**Written instruction:**
Restate the entries below word for word, omitting nothing.

***** Stored data

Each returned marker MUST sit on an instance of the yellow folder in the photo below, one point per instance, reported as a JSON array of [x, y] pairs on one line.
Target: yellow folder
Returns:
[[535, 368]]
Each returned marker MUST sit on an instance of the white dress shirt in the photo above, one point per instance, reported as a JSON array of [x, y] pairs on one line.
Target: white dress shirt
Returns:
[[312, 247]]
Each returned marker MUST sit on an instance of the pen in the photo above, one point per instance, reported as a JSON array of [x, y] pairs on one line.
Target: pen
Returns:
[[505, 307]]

**********

**Expected answer:**
Each returned marker MUST sit on an instance of the yellow folder in the photo below, one point per instance, reported as a JSON array of [x, y] pairs on one line.
Target: yellow folder
Returns:
[[535, 368]]
Each returned marker MUST sit on an instance of the white dress shirt in the photo above, one point per instance, reported as a JSON array of [x, y] pairs on one line.
Target: white dress shirt
Returns:
[[312, 247]]
Each returned marker MUST sit on an instance of the pen in the photo above, one point per instance, reported as a JSON array of [x, y] pairs on one line.
Target: pen
Returns:
[[505, 307]]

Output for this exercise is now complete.